_Text_
"""
UNITED STATES
SECURITIES AND EXCHANGE COMMISSION

WASHINGTON, DC 20549


FORM 8-K


CURRENT REPORT

Pursuant to Section 13 or 15(d) of
The Securities Exchange Act of 1934

Date of report (Date of earliest event reported) May 10, 2017


Radian Group Inc.
(Exact Name of Registrant as Specified in Its Charter)


Delaware

1-11356

23-2691170

(State or Other Jurisdiction
of Incorporation)

(Commission
File Number)

(IRS Employer
Identification No.)

1601 Market Street, Philadelphia, Pennsylvania

19103

(Address of Principal Executive Offices)

(Zip Code)


(215) 231 - 1000
(Registrant’s Telephone Number, Including Area Code)


(Former Name or Former Address, if Changed Since Last Report)


Check the appropriate box below if the Form 8-K filing is intended to simultaneously satisfy the filing obligation of the registrant under any of the following provisions  (see General Instruction A.2. below):

Written communications pursuant to Rule 425 under the Securities Act (17 CFR 230.425)

Soliciting material pursuant to Rule 14a-12 under the Exchange Act (17 CFR 240.14a-12)

Pre-commencement communications pursuant to Rule 14d-2(b) under the Exchange Act (17 CFR 240.14d-2(b))

Pre-commencement communications pursuant to Rule 13e-4(c) under the Exchange Act (17 CFR 240.13e-4(c))

Indicate by check mark whether the registrant is an emerging growth company as defined in Rule 405 of the Securities Act of 1933 (§230.405 of this chapter) or Rule 12b-2 of the Securities Exchange Act of 1934 (§240.12b-2 of this chapter).

Emerging growth company

If an emerging growth company, indicate by check mark if the registrant has elected not to use the extended transition period for complying with any new or revised financial accounting standards provided pursuant to Section 13(a) of the Exchange Act.

 

Item 5.02.
"""
_Records_
"""
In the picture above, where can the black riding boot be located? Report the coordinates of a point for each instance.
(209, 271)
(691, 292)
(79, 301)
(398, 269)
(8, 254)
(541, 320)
"""
_Stated problem_
According to the Form 8-K filing, in which state is Radian Group Inc. incorporated?

_Written solution_
Delaware